======== SELECTION ========

Monday, May 1, 2017

Five reasons I love Milwaukee!


McKinley Beach and the skyline of Milwaukee
Nearby nature and the arts combine for a high quality of life

Recently Milwaukee Magazine, for which I write a column called Urban Wilderness, asked contributors to list reasons why we love Milwaukee. My slightly amended answers are listed below. The magazine used one of my own photos to illustrate the first of my answers and then a couple of stock photos after that. I’ve included all of my own photos in this version—as you would expect! 

Warnimont Park, Milwaukee County Parks, Cudahy
1. Lake Michigan. Not only does Milwaukee have public beaches and parkland for a front yard in its downtown but also miles of lakefront parks that stretch the length of Milwaukee County.

Milwaukee River Greenway, view north from Locust St. Bridge
2. Four rivers. All four of Milwaukee’s rivers—the Milwaukee, Menomonee, Kinnickinnic and Root—have been endowed with parkways that enable citizens to hike and bike long distances in natural settings.

The Big Bang over the Calatrava wing of the Milwaukee Art Museum
3. Calatrava. The newly improved Milwaukee Art Museum is the place to go to for outstanding art, and even after 16 years the Calatrava wing with its kinetic roof still seems like a miracle—a very worthy setting for fireworks!

The tropical dome in winter, Mitchell Park Conservatory
4. The Domes. The Mitchell Park Conservatory is the best place to go when the weather is lousy; of course they need to be repaired!

The Marcus Center for the Performing Arts
5. The theater scene. Milwaukee has so many theatrical offerings it’s impossible to keep up with them all: the Milwaukee Rep, Pabst Theater, Renaissance Theater, and Next Act, to name just a few.

Scenic Route: MKE in Riverside Park
In fact, on occasion my favorite things overlap, as in this performance of “Scenic Route: MKE” wherein the dancers used Riverside Park and the Milwaukee River as a stage.

The original version of this story was posted by Milwaukee Magazine on April 12, 2017.

To see more reasons why I love Milwaukee go to my Flickr albums.



Wednesday, March 29, 2017

Gaudí in Barcelona: Spectacular and unique

SW side entrance to La Sagrada Familia - The Passion

Some people, I know, have heard of Antoni Gaudí. Many have not, however. And unless you've studied architecture or Barcelona or something related, it's hard to come to grips with how exceptional his designs are. I taught architecture for many years and thought I knew what to expect. I certainly was looking forward to my first visit to Barcelona with great deal of anticipation. But even so, I was not adequately prepared...

======== DATA BLOCK ========

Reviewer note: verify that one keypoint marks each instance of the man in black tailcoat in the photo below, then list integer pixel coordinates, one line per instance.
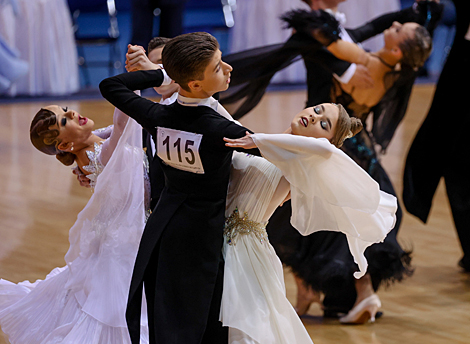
(179, 262)
(440, 150)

========

GIVEN PROBLEM 1: Retype the section of the blog page starting with "Milwaukee River Greenway, view" and going on through "setting for fireworks!".
GIVEN PROBLEM 2:
Answer these questions from the blog page:
(a) What is the name of the column the writer writes for Milwaukee Magazine?
(b) Which four rivers does the blog page name as Milwaukee's?
(c) On what date did Milwaukee Magazine post the original version of the story?
GIVEN PROBLEM 3: List every theatrical offering that the blog page names under its fifth reason.

SOLUTION 1:
Milwaukee River Greenway, view north from Locust St. Bridge
2. Four rivers. All four of Milwaukee’s rivers—the Milwaukee, Menomonee, Kinnickinnic and Root—have been endowed with parkways that enable citizens to hike and bike long distances in natural settings.

The Big Bang over the Calatrava wing of the Milwaukee Art Museum
3. Calatrava. The newly improved Milwaukee Art Museum is the place to go to for outstanding art, and even after 16 years the Calatrava wing with its kinetic roof still seems like a miracle—a very worthy setting for fireworks!

SOLUTION 2:
(a) Urban Wilderness
(b) The Milwaukee, Menomonee, Kinnickinnic and Root
(c) April 12, 2017

SOLUTION 3:
Milwaukee Rep
Pabst Theater
Renaissance Theater
Next Act